### WHAT THIS TASK INVOLVES
Switch "even-odd rule" to "nonzero winding rule" in everything from the line containing "Trace the outline of every instance of the <item>leafy" down to the line containing "126), (47, 134)]", and return only those lines, otherwise unchanged.

### RECORDS PROVIDED
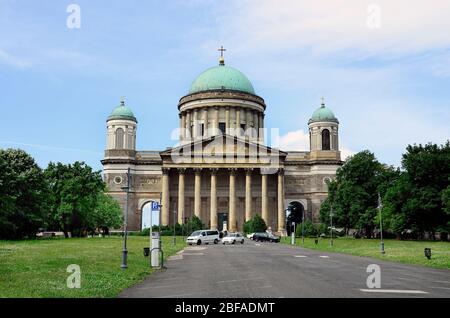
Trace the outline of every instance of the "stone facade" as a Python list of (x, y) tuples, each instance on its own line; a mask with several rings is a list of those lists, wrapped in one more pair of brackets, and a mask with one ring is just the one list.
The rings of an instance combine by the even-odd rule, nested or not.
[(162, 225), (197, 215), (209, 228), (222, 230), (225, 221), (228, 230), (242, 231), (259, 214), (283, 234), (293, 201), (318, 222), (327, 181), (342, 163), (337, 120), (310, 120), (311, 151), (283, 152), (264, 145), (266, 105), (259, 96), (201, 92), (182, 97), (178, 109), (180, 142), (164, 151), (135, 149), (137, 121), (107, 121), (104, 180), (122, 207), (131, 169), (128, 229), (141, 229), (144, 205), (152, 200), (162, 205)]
...
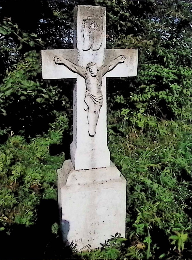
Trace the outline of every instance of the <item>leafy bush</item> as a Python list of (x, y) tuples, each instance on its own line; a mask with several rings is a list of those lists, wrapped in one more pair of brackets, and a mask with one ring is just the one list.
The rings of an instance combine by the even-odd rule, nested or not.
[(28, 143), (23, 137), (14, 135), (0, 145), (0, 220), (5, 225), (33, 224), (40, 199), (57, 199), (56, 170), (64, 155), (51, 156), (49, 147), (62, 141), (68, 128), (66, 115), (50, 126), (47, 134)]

### WRITTEN ANSWER
Trace the outline of every instance of the <item>leafy bush</item> as a Python list of (x, y) tuples, each instance on its own line; a mask with several rings is a list of those lists, wrapped in one more pair of brackets, and a mask with one ring is just the one list.
The rings of an instance combine by the nonzero winding rule, nested or not.
[(28, 143), (23, 137), (14, 135), (0, 145), (0, 220), (5, 225), (33, 224), (40, 199), (57, 199), (56, 170), (64, 155), (51, 156), (49, 147), (62, 141), (68, 128), (66, 115), (50, 126), (47, 134)]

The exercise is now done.